__Document excerpt__.

** Start **

David West, RSW (1868–1936) was a watercolour painter of land, sea and sky. He was born on 12 November 1868 in Lossiemouth, the youngest of 12 children, and died 8 October 1936 in Glasgow following a seizure.

Life and career
West was the son of Captain James West, commander of a sailing schooner.  His early education was at Lossiemouth and then Elgin Academy.   West’s parents moved to Aberdeen in 1883 and so he became a pupil at the Aberdeen Grammar School which he left the following year to go to sea with his father.  Before this, he found time to attend the Aberdeen Mechanics Institute and studied life drawing.  During his time as a seaman he continued to paint culminating in his award of a gold medal at the Industry and Art Exhibition in Aberdeen in 1888.  From 1889 to 1894, West exhibited at the Royal Scottish Academy and the Royal Academy in London.  That five-year period saw him being accepted for the Royal Academy on successive years.

When still in his twenties he had won for himself a wide reputation as a watercolour landscape painter.  In 1892 he was commissioned by the Countess of Aberdeen to undertake a number of paintings for her.  He was well rewarded by the Countess and so in early 1893 he traveled to the Netherlands to study Dutch art. He returned that same year to Lossiemouth and set up a studio.  In 1897, this studio burned down and he lost many paintings including several that he had done in oils.

It was soon after this that he left for British Columbia to take part in the Klondike Gold Rush.  West and his party slept on the summit of the Chilkoot Pass on 13 and 14 May 1898.  The Banffshire Herald ran an account of his travels under the title "On the way to the Klondyke":
Camped at Lake Inderman, Alaska, May 23rd 1898.  We got through the great Chilkoot  pass safely, and saw the great snowslide where so many were killed.  The heat today was great and the snow and  ice are going fast, and in a few days we will be in our canoes and on our way to the ‘Golden Yukon’.  I hope I’ll pull through whether I have gold or not.  I can hardly get peace to write for a young Yank laying off yarns about his father and uncle in the American [Civil] War.  I am in grand health and I feel fit.  The scenery is grand and I’ll have a good stock of sketches, and with my Kodak camera I’ll have something [of] worth.

** End **

Region labeling entries
** Start **

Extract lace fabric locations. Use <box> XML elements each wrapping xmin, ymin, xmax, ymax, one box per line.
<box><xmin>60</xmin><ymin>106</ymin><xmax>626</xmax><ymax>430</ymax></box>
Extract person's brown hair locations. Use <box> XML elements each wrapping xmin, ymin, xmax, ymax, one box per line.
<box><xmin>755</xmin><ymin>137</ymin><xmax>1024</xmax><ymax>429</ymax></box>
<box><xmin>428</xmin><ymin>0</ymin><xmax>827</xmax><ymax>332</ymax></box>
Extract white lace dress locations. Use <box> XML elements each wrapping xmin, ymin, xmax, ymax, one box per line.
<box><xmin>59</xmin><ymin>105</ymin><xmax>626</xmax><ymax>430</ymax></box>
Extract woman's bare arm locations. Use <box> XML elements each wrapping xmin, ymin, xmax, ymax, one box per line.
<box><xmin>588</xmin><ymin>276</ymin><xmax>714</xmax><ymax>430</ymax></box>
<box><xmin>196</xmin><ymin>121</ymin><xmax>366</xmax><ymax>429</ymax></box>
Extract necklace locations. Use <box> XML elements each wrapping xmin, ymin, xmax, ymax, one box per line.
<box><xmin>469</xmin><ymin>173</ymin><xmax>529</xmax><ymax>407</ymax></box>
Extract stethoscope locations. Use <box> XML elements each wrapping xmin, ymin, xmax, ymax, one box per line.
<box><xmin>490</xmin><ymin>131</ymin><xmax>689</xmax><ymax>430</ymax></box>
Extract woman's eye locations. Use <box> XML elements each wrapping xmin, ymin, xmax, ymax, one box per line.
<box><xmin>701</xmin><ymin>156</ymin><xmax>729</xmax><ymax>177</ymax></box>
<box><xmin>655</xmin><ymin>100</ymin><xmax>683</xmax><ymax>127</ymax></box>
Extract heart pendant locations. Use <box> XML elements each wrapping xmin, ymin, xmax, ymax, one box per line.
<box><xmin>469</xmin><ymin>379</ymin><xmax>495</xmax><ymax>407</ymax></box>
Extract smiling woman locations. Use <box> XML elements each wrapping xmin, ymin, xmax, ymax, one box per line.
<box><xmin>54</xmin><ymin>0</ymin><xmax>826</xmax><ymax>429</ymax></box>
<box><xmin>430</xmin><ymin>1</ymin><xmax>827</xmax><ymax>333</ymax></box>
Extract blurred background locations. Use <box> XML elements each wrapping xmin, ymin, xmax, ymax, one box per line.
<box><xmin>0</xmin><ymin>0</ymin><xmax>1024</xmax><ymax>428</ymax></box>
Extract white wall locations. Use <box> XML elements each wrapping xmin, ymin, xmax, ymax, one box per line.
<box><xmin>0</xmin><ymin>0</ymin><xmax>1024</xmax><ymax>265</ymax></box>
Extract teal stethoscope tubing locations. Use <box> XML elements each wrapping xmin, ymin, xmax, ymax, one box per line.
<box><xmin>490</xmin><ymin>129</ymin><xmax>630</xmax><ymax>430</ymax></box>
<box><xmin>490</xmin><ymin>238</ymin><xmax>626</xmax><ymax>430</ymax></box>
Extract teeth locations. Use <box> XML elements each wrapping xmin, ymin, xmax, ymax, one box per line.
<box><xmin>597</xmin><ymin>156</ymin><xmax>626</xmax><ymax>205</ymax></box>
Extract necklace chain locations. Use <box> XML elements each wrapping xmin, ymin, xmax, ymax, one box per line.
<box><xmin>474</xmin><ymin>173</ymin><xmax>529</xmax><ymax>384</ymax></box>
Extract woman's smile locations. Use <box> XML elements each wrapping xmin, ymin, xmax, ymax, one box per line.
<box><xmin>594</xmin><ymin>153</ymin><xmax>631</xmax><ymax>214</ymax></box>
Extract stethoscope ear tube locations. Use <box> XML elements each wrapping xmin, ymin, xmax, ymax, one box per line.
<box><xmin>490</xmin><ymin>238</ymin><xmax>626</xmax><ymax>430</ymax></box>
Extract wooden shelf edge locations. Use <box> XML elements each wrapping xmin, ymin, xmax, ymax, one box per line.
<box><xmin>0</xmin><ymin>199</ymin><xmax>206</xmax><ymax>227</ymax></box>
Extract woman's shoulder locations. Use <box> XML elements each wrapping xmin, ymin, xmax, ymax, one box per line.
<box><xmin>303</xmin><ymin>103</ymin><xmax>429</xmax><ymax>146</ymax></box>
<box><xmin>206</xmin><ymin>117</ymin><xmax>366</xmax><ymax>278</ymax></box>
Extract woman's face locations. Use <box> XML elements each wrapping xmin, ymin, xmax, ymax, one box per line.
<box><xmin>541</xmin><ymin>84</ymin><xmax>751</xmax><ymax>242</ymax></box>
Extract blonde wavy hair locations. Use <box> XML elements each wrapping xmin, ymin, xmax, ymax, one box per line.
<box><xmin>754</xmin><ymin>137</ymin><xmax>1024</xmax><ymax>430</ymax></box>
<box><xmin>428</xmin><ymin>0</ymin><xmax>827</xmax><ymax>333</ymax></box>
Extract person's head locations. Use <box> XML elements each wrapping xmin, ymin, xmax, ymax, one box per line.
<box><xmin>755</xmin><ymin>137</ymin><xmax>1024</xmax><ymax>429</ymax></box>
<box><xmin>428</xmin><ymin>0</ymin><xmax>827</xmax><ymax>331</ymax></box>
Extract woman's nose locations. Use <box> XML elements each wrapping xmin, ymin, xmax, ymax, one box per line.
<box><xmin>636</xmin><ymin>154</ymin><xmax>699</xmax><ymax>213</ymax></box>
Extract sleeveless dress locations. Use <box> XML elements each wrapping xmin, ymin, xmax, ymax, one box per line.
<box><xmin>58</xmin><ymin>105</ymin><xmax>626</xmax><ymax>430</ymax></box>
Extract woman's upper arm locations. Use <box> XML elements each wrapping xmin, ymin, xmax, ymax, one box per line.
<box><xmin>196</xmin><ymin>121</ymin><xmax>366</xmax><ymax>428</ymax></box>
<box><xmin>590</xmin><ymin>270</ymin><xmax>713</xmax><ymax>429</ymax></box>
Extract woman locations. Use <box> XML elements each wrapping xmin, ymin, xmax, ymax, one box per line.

** End **

__Problem set__.
A – Answer these questions about the passage on David West:
(i) In what town was West born?
(ii) Who commissioned West to do a number of paintings in 1892?
(iii) On which dates did West and his party sleep on the summit of the Chilkoot Pass?
B – Write out word for word the stretch of the passage on David West from "David West, RSW" through "following a seizure.".
These entries were drawn from a separate source.

__Worked solutions__.
A –
(i) Lossiemouth
(ii) The Countess of Aberdeen
(iii) 13 and 14 May 1898

B –
David West, RSW (1868–1936) was a watercolour painter of land, sea and sky. He was born on 12 November 1868 in Lossiemouth, the youngest of 12 children, and died 8 October 1936 in Glasgow following a seizure.